## DOCUMENT PASSAGE:
[Start of Attachment]

Monday, August 10, 2020

Never Navios, Part II

Last November, I outlined all the reasons one should never invest in Navios, before proceeding to invest in Navios and lose money. Welcome to Chapter II.

The main problem is Angeliki Frangou. Unfortunately, she's the CEO. "Arms-length transaction" is not a term that appears in her dictionary, and she just so happens to own the company that collects inflated external management fees from Navios. One time she created so much shareholder value that the fire department showed up. The other problem is debt, which Navios owes to the tune of over a couple hundred million in outstanding credit facilities. In-chartered tonnage adds even more leverage - all on a market cap of only $80 million. Oh, and there's a $650 million bond issue maturing in 2021.

[End of Attachment]

## WHAT YOU ARE ASKED TO DO:
Extend the post about Navios, picking up right after its last sentence. The entries that come next have nothing to do with the post about Navios.

## RECORD EXCERPTS:
[Start of Attachment]

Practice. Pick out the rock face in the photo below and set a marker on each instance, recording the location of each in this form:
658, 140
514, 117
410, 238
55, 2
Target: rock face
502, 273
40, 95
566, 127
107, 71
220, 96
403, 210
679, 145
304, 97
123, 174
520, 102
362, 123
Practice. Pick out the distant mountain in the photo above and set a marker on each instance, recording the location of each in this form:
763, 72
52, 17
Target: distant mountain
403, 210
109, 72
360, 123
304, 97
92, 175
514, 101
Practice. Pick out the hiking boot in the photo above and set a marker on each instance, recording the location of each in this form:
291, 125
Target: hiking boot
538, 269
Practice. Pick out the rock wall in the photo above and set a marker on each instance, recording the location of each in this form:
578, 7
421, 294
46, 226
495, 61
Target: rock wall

[End of Attachment]
[Start of Attachment]

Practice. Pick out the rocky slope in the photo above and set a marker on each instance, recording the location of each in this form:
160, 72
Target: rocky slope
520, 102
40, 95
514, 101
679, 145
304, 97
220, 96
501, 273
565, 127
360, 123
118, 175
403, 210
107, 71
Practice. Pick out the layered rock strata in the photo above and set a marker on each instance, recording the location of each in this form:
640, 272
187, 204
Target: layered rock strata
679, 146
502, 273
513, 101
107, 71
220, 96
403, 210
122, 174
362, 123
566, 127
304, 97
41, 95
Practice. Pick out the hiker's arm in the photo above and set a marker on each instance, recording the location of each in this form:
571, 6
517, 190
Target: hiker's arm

[End of Attachment]

## WRITTEN ANSWER:
Why would anyone buy stock in a company like this? Who knows. I bought the bonds. I've been buying over the past month or two for 57 cents on the dollar. I get that dollar back when the bonds mature next year, and I earn 8.125% interest on the face value of the bond in the meantime. Covenants are fine - even pension fund patsies are reluctant to lend 8 year money to a financial forest fire without a few guardrails.

Why are the bonds so cheap? Well, Navios is leveraged at 10x adjusted EBITDARC*, the bonds are under review for downgrade by Moody's, and the sector has somehow managed to underperform the airline ETF in 2020 (though it's hard to tell since the shipping ETF folded). Regardless of the reason, these bonds Coronacrashed along with the rest of the market and stayed there.

Frankly, I know more about 18th century German choral composition than credit analysis, but I do know that plugging in vessel values from the active secondhand market leaves positive value for the equity. It's even pretty cheap if you squint hard enough. If you want to get fancy, you can buy 24 shares of stock for every bond, creating the whole company at a fire sale price. On any given day, this adds $100-130 to the cost of your bond - depending on how pessimistic the market is on tankers. I'm content to buy the bonds at 570 and wait 15 months to double my money.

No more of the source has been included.